● Exercise task
Please copy out all of the material below, requests included, and shift every coordinate in the answers by adding 68 to it. Leave the pictures out of your answer.

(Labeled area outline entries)

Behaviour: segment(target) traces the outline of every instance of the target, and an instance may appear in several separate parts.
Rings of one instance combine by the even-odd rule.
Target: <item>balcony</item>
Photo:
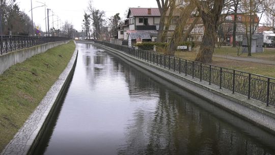
[[[136,25],[135,30],[156,30],[156,25]]]

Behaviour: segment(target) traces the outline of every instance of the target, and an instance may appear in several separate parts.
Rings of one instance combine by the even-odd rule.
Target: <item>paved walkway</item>
[[[254,63],[258,63],[264,64],[275,65],[275,61],[271,60],[263,60],[256,58],[244,58],[230,56],[213,55],[213,56],[215,58],[225,58],[227,59],[234,60],[237,61],[247,61]]]

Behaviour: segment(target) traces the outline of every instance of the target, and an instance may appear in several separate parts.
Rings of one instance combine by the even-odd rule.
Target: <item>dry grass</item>
[[[176,57],[194,61],[197,55],[196,50],[198,50],[198,48],[191,51],[177,51],[175,55]],[[237,57],[237,50],[236,47],[216,48],[214,54]],[[246,54],[243,54],[240,57],[247,57],[246,56]],[[275,61],[275,49],[265,49],[265,51],[263,53],[252,54],[252,57]],[[275,78],[275,66],[274,65],[215,57],[213,57],[213,62],[211,64],[217,66]]]
[[[70,41],[13,65],[0,75],[0,152],[65,69],[75,48]]]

● Output for this exercise
Behaviour: segment(target) traces the outline of every instance of the target, and an instance may appear in several separate parts.
Rings of one instance combine by the even-odd rule.
Target: <item>balcony</item>
Photo:
[[[204,93],[203,98],[224,98],[224,93]]]

Behaviour: segment(target) traces the outline of every instance of the target, and an instance may appear in several separate parts.
Rings of one instance combine by the even-odd rule.
Target: <item>paved walkway</item>
[[[322,131],[326,131],[332,132],[343,133],[343,129],[339,128],[331,128],[324,126],[312,126],[298,124],[281,123],[281,124],[283,126],[293,126],[295,127],[302,128],[305,129],[315,129]]]

Behaviour: segment(target) traces the outline of every instance of the target, and an instance may appear in several separate parts.
Rings of one instance combine by the even-odd rule.
Target: <item>dry grass</item>
[[[244,125],[262,129],[265,123],[264,118],[266,118],[266,116],[259,119],[245,119],[243,123]],[[305,125],[305,118],[304,115],[284,116],[282,122]],[[314,122],[311,122],[308,125],[315,125],[314,124]],[[343,129],[343,117],[333,117],[333,119],[331,121],[320,122],[320,125]],[[343,146],[343,134],[342,133],[283,125],[281,125],[281,130],[279,132],[285,134]]]
[[[138,109],[81,133],[68,143],[68,220],[133,137],[143,116]]]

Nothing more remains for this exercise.